PAGE:

:::::

Huan Wang, Nitish Shirish Keskar, Caiming Xiong, Richard Socher

It has been empirically observed that different local optima, obtained from training deep neural networks don't generalize in the same way for the unseen data sets, even if they achieve the same training loss. Recently, this problem has received renewed interest from both the empirical and theoretical deep learning communities. From the theoretical standpoint, most of the generalization bounds developed for explaining this phenomenon only consider a worst-case scenario, thus ignoring the generalization capabilities among different solutions. In this blog we are interested in the following question:

How is the model generalization related to the local "smoothness" of the solution?

We discuss several related proposals and introduce our recent work that builds a connection between the model generalization and the Hessian of the loss function.

Hochreiter
and Schmidhuber, and more recently, Chaudhari et. al. and Keskar et al. argue that the
local curvature, or "sharpness", of the converged solutions for deep
networks is closely related to the generalization property of the
resulting classifier. The sharp minimizers, which led to lack of
generalization ability, are characterized by a significant number of large
positive eigenvalues in \(\nabla^2 \hat{L}(x)\), the loss function being
minimized.

Neyshabur et al.
point out the sharpness itself may not be enough to determine the
generalization capability. They argue that it is necessary to include
the scales of the solution with sharpness to be able to explain
generalization. To this end, they suggest an "expected sharpness" based
on the PAC-Bayes bound: $$E_{u\sim N(0,\sigma^2)^m}[\hat{L}(w+u)] -
\hat{L}(w)$$
As shown in the figure below, intuitively if the local minima is
"smooth" then perturbing the model won't cause the objective to change
much. Thus it provides a way of measuring the smoothness of the local
minima.

:::::

DATASET ROWS:
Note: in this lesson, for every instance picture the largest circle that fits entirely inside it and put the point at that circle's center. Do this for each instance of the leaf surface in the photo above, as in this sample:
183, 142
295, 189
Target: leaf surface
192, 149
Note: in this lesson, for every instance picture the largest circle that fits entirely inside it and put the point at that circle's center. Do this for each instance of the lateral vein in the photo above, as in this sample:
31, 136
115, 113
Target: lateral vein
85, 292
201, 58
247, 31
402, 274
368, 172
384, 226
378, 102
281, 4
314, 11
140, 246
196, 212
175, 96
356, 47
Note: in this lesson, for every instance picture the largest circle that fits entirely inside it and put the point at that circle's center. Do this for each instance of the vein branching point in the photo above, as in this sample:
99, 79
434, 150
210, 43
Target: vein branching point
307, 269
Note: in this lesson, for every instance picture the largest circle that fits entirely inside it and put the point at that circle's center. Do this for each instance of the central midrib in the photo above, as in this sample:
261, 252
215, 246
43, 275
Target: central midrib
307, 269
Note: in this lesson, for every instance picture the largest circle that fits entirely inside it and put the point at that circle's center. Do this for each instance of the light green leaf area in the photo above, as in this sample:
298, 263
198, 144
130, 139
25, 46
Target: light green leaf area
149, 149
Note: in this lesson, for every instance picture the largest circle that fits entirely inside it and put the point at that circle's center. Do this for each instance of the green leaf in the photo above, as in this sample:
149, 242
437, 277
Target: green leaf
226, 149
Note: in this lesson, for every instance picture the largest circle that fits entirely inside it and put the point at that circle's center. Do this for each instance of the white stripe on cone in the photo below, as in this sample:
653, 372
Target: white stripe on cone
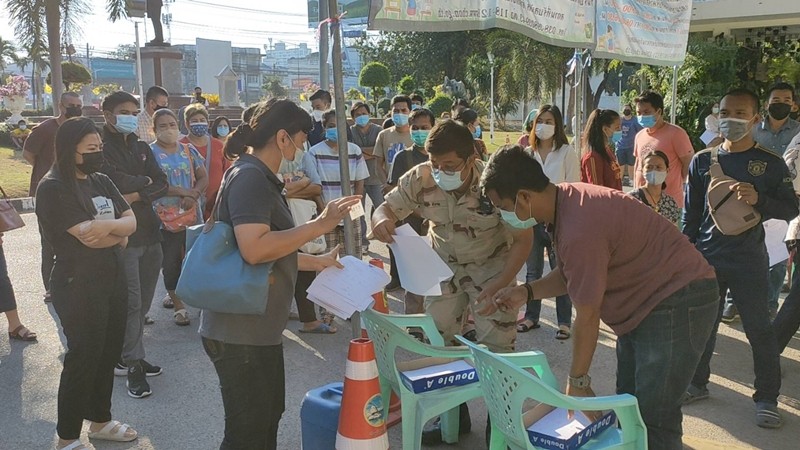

:::::

YOUR TASK:
Answer these questions from the generalization text:
1. What kind of scenario do most of the generalization bounds developed from the theoretical standpoint consider?
2. What characterizes the sharp minimizers that lead to a lack of generalization ability?
3. What bound is the "expected sharpness" suggested by Neyshabur et al. based on?

OUTPUT:
1. Only a worst-case scenario, which ignores the generalization capabilities among different solutions.
2. A significant number of large positive eigenvalues in ∇²L̂(x), where L̂ is the loss function being minimized.
3. The PAC-Bayes bound.